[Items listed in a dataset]
####################

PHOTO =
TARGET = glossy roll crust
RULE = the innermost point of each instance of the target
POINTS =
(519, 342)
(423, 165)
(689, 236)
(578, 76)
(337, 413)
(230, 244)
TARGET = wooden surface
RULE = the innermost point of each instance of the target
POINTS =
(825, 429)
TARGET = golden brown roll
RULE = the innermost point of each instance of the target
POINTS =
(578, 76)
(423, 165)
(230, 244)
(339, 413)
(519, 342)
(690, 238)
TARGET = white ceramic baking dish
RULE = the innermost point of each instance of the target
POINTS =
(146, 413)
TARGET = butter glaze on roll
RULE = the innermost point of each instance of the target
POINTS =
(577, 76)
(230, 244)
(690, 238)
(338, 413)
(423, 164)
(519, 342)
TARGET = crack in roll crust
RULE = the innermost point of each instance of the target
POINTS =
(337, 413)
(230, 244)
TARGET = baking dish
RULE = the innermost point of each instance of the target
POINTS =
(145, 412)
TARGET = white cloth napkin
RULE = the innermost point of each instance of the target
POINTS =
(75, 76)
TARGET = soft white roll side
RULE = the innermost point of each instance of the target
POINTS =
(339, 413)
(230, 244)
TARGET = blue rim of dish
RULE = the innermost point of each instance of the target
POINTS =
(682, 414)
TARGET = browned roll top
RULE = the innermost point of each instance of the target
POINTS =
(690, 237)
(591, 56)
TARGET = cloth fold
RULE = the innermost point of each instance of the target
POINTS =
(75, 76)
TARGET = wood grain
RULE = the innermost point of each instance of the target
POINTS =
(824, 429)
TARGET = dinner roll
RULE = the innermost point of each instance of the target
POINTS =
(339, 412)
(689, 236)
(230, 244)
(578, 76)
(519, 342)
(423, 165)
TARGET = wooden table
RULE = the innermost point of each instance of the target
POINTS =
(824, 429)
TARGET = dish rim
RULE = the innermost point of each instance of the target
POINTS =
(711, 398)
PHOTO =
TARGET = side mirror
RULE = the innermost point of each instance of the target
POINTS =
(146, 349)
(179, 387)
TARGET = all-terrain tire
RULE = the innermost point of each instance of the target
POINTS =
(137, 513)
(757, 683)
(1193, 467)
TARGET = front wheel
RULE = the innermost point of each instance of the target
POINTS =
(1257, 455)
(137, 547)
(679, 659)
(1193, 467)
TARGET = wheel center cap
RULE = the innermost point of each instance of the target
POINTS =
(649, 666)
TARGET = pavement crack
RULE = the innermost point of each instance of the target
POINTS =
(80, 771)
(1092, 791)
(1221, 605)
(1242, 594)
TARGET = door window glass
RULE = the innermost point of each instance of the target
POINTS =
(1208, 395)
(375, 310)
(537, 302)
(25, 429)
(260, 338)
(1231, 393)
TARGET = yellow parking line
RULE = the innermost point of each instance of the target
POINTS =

####################

### [EXERCISE]
Rewrite every line from the line with "TARGET = door window glass" through the final line, both included, and keep each line in place. Multiply each point coordinate by 1.15 and round it to a whole number, rounding halves up.

### [REPLY]
TARGET = door window glass
RULE = the innermost point of each instance of the target
POINTS =
(1389, 454)
(431, 357)
(618, 347)
(29, 493)
(299, 389)
(1416, 452)
TARGET = yellow parking line
RULE = the innermost point of each instance of the target
POINTS =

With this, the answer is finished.